> [WHAT IS EXPECTED]
Lay out the listing as a JSON list of strings, one string per line and blank lines left out, from the line containing "Indicate the corrugated" up to and including the final line of the listing.

"""

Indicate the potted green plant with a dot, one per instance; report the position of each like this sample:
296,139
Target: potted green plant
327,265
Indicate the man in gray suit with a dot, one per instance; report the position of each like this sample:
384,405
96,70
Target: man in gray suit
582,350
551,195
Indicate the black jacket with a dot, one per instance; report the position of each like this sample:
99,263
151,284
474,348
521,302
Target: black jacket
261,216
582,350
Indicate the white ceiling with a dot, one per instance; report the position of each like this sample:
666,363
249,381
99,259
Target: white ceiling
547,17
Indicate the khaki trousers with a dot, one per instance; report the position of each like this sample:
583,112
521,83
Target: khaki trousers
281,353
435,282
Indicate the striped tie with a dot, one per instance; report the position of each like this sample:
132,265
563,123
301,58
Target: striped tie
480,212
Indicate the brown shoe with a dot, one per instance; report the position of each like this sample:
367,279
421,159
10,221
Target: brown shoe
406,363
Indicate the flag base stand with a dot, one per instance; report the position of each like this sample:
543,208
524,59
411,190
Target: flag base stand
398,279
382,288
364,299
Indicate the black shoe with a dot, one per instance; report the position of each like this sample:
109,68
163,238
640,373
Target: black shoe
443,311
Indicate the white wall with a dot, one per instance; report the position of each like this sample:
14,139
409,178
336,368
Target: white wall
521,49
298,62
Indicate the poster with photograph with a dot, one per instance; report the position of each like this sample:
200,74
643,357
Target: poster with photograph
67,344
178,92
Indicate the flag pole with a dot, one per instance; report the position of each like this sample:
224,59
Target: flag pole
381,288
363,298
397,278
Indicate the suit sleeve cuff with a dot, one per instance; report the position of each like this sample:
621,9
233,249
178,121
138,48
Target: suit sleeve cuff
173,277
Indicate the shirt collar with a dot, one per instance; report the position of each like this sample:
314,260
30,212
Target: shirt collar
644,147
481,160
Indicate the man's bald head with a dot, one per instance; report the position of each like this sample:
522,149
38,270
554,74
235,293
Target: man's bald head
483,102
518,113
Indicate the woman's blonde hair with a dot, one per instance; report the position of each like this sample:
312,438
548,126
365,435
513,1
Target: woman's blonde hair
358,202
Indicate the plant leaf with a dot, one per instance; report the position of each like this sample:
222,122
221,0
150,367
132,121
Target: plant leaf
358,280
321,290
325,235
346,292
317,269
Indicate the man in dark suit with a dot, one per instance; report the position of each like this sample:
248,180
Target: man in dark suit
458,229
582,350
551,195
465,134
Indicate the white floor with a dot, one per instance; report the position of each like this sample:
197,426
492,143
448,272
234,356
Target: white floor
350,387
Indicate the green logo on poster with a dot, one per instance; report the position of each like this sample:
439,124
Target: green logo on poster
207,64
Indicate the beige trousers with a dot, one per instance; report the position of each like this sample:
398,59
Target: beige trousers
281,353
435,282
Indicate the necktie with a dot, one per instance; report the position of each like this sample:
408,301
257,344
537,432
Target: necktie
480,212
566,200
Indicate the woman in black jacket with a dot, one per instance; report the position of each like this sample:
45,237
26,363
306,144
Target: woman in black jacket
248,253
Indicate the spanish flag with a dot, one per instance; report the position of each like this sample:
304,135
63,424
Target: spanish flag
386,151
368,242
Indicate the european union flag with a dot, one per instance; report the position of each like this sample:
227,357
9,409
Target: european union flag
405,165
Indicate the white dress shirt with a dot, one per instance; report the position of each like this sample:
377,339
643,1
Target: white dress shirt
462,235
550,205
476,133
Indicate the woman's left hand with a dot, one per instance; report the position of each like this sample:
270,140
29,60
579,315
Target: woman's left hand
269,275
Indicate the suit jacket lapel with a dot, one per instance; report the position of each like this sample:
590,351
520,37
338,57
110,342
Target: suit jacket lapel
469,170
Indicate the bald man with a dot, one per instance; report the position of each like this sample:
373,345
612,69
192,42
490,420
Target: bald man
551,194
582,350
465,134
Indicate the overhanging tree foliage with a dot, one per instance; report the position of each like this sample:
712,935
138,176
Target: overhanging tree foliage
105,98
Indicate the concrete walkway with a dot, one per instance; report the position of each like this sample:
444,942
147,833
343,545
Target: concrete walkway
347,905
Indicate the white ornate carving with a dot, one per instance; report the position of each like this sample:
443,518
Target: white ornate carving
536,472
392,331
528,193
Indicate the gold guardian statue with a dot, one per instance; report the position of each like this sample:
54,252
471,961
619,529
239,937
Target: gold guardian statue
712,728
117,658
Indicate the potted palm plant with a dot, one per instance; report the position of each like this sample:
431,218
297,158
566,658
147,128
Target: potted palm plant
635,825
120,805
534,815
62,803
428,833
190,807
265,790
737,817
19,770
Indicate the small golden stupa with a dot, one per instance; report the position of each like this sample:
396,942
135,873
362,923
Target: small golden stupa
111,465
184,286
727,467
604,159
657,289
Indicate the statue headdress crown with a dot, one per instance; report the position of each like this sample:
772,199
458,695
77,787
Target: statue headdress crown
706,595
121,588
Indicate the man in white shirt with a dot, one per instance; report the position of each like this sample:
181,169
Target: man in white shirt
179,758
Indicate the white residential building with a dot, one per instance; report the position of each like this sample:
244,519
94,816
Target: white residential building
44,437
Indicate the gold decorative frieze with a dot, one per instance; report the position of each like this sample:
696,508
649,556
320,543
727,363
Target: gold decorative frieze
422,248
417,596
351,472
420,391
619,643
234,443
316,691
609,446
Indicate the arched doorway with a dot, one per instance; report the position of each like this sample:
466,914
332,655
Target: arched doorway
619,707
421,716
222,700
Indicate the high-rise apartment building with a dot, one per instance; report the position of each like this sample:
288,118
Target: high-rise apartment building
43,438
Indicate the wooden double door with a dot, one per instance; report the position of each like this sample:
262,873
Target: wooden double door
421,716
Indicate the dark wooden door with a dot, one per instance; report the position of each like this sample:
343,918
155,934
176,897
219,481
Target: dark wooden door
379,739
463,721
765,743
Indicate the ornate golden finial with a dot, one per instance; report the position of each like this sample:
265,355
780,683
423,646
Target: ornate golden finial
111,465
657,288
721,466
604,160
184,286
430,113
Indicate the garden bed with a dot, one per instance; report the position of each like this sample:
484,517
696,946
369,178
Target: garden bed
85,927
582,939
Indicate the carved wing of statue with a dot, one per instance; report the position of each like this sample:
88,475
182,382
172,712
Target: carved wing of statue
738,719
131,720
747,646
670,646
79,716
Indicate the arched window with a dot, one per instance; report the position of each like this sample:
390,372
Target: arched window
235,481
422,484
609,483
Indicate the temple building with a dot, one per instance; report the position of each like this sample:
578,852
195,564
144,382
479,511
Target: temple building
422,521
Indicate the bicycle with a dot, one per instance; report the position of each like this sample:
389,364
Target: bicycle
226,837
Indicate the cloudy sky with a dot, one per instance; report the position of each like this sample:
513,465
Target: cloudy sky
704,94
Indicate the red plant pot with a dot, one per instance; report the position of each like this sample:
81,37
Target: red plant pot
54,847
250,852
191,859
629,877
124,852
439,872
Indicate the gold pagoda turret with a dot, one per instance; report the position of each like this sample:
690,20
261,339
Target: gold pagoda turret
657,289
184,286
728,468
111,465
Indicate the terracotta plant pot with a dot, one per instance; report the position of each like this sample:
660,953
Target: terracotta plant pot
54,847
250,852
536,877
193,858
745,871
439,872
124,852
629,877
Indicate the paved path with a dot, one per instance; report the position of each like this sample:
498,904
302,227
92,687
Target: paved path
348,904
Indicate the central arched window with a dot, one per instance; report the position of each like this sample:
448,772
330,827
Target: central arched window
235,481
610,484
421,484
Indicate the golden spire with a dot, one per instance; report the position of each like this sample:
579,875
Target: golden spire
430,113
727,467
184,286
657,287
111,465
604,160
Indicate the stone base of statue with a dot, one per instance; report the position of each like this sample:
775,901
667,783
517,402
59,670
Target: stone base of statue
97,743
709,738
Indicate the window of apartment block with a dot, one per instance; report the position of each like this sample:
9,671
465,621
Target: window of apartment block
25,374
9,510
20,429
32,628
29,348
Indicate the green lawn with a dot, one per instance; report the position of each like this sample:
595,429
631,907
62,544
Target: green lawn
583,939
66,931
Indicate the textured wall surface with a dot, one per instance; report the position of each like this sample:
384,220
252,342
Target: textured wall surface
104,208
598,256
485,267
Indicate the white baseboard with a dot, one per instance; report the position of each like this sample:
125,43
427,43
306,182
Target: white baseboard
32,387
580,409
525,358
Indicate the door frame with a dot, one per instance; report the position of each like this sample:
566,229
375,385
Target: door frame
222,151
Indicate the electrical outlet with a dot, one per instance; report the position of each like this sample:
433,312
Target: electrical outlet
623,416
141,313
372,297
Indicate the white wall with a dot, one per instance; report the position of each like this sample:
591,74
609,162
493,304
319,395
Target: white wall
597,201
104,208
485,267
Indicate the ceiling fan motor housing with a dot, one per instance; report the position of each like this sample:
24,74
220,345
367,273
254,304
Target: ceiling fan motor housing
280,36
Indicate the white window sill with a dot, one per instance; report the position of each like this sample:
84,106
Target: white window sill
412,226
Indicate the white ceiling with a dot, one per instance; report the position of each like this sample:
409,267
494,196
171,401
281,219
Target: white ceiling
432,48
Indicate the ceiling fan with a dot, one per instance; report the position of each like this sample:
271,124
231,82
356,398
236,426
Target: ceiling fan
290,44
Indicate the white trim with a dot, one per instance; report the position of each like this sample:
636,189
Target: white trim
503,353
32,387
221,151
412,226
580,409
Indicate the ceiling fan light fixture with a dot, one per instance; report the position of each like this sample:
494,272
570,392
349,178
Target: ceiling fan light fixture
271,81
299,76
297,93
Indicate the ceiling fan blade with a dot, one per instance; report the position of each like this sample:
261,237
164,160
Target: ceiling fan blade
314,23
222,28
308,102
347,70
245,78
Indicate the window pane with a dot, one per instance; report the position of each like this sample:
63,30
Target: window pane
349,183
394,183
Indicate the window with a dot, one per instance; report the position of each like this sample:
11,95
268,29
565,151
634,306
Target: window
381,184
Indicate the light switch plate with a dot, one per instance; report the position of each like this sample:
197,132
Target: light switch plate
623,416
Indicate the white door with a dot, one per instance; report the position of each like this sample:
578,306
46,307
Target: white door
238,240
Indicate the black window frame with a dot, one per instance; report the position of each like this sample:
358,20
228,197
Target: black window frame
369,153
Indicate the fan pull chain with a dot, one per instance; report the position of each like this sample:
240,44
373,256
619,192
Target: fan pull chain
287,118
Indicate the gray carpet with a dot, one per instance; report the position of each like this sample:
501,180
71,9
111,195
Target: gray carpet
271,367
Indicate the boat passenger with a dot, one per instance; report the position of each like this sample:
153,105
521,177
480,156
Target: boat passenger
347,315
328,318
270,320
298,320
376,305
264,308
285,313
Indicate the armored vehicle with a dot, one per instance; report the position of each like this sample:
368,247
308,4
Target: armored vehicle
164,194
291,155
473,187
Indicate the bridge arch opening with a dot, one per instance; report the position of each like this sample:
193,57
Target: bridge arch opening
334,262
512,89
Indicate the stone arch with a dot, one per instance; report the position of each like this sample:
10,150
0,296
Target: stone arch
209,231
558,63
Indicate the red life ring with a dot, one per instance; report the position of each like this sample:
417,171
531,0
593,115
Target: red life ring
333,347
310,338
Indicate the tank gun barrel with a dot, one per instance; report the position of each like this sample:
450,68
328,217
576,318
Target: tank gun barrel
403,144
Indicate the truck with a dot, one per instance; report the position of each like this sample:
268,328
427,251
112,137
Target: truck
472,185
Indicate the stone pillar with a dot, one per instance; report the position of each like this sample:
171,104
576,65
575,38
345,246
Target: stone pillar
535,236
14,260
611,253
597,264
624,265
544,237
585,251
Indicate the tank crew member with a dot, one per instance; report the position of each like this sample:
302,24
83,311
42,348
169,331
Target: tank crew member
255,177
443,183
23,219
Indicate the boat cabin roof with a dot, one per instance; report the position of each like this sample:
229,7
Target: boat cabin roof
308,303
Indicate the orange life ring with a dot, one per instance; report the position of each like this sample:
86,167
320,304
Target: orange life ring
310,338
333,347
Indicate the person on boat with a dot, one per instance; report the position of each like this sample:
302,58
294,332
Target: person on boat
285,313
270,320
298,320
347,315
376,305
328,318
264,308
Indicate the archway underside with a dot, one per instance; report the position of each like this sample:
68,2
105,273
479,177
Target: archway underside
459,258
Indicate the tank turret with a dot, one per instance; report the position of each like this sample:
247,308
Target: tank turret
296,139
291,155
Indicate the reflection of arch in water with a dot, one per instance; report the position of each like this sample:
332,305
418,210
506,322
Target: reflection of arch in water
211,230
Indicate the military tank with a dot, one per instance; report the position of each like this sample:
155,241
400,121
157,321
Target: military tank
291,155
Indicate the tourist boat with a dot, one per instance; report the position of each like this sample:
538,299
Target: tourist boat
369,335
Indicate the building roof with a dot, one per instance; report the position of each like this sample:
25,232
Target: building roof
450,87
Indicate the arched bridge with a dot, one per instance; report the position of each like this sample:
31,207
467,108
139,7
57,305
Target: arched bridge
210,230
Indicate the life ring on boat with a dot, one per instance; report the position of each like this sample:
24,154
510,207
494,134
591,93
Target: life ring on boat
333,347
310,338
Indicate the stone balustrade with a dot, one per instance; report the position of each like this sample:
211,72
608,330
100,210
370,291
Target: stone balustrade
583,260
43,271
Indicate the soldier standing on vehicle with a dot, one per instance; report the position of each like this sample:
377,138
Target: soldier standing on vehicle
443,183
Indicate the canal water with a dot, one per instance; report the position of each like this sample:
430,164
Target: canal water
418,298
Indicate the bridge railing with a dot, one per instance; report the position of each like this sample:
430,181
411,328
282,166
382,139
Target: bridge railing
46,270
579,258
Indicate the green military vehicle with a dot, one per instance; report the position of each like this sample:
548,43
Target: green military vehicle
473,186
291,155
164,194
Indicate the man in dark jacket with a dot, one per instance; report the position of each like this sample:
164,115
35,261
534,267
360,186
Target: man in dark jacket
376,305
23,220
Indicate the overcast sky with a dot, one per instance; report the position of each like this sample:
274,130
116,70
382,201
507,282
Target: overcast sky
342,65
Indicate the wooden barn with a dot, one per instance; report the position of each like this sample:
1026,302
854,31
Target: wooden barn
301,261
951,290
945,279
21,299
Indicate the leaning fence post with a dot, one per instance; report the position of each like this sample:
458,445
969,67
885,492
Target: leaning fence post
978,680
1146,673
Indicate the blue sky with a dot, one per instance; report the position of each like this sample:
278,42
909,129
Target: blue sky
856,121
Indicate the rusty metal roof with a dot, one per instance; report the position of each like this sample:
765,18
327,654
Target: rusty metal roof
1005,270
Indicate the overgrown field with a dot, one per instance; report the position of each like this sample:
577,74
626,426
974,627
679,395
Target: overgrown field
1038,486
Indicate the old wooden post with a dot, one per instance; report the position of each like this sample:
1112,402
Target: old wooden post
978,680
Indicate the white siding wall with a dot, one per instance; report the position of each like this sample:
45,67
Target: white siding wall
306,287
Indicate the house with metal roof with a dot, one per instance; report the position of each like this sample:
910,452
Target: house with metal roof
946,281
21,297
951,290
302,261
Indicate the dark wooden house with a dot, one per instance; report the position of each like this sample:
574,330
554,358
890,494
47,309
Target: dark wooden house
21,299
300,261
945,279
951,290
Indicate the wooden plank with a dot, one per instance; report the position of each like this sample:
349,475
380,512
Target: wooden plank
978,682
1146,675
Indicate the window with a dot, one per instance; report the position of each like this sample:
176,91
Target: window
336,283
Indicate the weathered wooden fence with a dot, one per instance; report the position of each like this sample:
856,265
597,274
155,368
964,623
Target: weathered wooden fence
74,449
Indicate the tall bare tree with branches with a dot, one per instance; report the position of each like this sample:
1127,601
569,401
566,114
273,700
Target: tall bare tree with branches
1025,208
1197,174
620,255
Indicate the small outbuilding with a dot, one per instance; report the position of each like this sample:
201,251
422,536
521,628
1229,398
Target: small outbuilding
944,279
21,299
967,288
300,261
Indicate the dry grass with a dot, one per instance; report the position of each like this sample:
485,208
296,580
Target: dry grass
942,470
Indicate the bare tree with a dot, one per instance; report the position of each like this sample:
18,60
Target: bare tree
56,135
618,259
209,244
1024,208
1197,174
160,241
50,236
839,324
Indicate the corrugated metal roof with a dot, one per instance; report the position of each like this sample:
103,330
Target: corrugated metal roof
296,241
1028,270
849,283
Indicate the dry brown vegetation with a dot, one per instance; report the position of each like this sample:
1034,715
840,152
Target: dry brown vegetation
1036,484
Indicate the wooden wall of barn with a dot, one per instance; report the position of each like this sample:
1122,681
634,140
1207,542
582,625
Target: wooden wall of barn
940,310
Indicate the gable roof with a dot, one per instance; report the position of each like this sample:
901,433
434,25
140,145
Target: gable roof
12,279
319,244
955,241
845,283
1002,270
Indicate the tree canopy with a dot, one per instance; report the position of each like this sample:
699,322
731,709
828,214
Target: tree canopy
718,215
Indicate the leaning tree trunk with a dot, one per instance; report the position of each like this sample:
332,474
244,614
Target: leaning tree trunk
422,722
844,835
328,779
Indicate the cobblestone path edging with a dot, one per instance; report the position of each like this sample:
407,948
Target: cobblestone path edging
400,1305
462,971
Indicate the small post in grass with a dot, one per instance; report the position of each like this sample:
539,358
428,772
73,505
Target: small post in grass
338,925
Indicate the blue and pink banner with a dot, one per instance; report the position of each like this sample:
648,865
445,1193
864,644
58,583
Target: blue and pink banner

"""

> [TASK RESPONSE]
[
  "Indicate the corrugated metal roof with a dot, one per instance; report the position of each like this sample:",
  "103,330",
  "Target: corrugated metal roof",
  "296,241",
  "1028,270",
  "849,283",
  "Indicate the dry brown vegetation with a dot, one per instance; report the position of each like this sample:",
  "1034,715",
  "840,152",
  "Target: dry brown vegetation",
  "1036,484",
  "Indicate the wooden wall of barn with a dot, one per instance; report the position of each like this sample:",
  "1122,681",
  "634,140",
  "1207,542",
  "582,625",
  "Target: wooden wall of barn",
  "940,310",
  "Indicate the gable roof with a dot, one per instance; report the position of each like this sample:",
  "901,433",
  "434,25",
  "140,145",
  "Target: gable roof",
  "12,279",
  "319,244",
  "955,241",
  "845,283",
  "1002,270",
  "Indicate the tree canopy with a dot, one per instance; report the position of each like this sample:",
  "699,322",
  "731,709",
  "828,214",
  "Target: tree canopy",
  "718,215",
  "Indicate the leaning tree trunk with a dot, one per instance; report the position of each like this sample:",
  "332,474",
  "244,614",
  "Target: leaning tree trunk",
  "422,722",
  "844,835",
  "328,779",
  "Indicate the cobblestone path edging with a dot, one per instance; report the position of each like this sample:",
  "407,948",
  "Target: cobblestone path edging",
  "400,1305",
  "462,971",
  "Indicate the small post in grass with a dot, one per instance; report the position of each like this sample:",
  "539,358",
  "428,772",
  "73,505",
  "Target: small post in grass",
  "338,925",
  "Indicate the blue and pink banner with a dot, one per instance; report the position of each like this sample:",
  "648,865",
  "445,1193",
  "864,644",
  "58,583",
  "Target: blue and pink banner"
]